(Stored dataset entries)
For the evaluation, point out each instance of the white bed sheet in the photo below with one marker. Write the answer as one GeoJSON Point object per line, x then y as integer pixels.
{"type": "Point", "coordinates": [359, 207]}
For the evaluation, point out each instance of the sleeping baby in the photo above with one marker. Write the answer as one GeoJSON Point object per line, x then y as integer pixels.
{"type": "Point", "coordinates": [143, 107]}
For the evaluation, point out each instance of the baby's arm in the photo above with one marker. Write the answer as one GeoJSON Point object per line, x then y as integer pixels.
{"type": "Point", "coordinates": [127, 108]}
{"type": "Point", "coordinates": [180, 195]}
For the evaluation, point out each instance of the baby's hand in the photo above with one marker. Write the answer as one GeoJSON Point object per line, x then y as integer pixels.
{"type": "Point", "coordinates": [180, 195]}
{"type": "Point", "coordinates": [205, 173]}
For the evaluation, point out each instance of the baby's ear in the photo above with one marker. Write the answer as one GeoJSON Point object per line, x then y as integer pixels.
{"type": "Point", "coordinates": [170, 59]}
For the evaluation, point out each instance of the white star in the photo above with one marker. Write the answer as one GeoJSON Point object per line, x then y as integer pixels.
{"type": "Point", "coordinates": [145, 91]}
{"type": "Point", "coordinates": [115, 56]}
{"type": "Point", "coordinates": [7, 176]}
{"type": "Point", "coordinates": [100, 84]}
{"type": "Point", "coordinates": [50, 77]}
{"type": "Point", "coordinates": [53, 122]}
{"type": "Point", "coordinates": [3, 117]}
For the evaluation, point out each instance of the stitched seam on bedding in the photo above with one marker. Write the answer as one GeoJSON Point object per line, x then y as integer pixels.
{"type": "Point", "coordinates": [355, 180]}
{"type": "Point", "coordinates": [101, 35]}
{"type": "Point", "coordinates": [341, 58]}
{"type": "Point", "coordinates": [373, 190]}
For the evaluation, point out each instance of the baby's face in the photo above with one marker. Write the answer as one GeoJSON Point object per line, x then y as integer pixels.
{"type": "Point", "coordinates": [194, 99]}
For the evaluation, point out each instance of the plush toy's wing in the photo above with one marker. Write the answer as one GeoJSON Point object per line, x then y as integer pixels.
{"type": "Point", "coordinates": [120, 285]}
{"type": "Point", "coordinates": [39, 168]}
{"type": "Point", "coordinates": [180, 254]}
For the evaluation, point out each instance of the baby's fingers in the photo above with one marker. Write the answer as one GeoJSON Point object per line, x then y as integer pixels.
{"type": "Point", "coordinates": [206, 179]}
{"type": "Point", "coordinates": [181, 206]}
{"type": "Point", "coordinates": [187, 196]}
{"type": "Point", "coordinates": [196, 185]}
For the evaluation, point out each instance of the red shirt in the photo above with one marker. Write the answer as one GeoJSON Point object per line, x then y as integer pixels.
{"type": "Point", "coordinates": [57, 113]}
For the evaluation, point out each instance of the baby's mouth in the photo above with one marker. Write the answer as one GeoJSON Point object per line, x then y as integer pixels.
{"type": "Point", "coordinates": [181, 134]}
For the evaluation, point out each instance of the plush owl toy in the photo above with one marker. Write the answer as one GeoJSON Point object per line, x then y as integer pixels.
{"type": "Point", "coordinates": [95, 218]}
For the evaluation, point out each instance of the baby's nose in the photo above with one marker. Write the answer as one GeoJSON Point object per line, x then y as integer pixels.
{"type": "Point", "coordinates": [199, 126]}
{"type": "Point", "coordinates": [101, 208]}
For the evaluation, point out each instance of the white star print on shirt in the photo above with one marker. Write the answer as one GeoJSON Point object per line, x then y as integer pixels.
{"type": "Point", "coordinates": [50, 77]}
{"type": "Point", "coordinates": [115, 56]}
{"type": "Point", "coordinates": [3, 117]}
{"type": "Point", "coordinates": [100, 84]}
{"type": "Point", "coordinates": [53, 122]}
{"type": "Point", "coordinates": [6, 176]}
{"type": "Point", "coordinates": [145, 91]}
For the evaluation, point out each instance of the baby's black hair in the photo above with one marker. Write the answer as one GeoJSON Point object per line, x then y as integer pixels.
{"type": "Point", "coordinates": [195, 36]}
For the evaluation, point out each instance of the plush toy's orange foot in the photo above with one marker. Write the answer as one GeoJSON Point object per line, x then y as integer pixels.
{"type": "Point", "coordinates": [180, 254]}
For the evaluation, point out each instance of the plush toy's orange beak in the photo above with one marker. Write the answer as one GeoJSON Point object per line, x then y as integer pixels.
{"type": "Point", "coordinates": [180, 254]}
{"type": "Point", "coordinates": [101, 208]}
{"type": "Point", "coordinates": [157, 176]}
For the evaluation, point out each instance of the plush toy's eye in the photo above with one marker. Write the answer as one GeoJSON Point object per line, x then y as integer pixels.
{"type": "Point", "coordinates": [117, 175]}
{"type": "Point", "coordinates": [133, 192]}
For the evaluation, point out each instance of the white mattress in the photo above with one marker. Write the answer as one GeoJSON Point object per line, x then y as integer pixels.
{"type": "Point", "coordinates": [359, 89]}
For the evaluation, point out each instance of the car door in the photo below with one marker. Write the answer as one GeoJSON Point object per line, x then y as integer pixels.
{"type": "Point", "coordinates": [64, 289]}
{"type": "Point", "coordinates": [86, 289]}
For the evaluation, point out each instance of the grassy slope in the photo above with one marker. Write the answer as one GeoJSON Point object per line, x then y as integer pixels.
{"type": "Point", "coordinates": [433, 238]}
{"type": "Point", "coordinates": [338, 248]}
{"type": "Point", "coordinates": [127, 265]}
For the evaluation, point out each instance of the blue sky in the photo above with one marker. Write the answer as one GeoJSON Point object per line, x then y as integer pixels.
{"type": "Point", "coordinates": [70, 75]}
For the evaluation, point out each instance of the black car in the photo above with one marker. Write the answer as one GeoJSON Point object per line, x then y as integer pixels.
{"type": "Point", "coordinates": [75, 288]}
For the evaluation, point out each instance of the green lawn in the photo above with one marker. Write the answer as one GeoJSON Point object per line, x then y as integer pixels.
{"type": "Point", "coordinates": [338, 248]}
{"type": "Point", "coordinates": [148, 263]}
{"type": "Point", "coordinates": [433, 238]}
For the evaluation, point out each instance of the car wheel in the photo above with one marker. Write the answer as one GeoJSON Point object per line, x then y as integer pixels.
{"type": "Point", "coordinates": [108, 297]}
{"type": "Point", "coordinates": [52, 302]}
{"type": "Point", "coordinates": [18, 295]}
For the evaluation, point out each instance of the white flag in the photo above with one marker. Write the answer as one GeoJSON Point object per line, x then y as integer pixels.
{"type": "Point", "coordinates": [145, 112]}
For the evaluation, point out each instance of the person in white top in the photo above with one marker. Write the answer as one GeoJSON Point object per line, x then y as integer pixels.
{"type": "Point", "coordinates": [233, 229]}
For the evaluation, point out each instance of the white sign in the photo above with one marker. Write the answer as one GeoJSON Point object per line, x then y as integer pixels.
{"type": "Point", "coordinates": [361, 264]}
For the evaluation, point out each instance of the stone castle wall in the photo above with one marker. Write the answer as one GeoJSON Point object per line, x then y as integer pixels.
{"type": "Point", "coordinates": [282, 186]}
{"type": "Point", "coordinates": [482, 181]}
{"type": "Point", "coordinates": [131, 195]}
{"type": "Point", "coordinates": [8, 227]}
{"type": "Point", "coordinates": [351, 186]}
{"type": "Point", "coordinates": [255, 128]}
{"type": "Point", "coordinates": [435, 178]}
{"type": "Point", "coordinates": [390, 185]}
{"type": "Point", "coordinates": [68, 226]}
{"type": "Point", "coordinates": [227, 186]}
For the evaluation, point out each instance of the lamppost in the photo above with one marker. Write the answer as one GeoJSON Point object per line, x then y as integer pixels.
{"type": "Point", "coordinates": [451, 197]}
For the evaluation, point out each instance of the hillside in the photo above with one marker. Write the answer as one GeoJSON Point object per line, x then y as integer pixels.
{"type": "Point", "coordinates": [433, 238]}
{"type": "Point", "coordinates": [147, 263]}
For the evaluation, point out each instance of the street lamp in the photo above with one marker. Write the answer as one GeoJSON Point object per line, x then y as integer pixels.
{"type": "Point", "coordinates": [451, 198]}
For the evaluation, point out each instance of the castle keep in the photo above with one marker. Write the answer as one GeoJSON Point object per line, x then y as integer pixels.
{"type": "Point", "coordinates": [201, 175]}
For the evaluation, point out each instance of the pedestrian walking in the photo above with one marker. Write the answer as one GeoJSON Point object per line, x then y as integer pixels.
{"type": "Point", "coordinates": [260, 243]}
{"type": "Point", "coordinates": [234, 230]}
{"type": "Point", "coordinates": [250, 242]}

**Aim**. Please swap "pedestrian walking" for "person on foot" in the entries from the line with "For the evaluation, point out each instance of the pedestrian" through the end of the entries, and reproduce those lines with everything else unchanged.

**Complete answer**.
For the evaluation, point out each instance of the person on foot in the photo above with one marker. Write the answer as one GeoJSON Point object per line, x then y as integer pixels.
{"type": "Point", "coordinates": [260, 243]}
{"type": "Point", "coordinates": [234, 230]}
{"type": "Point", "coordinates": [250, 242]}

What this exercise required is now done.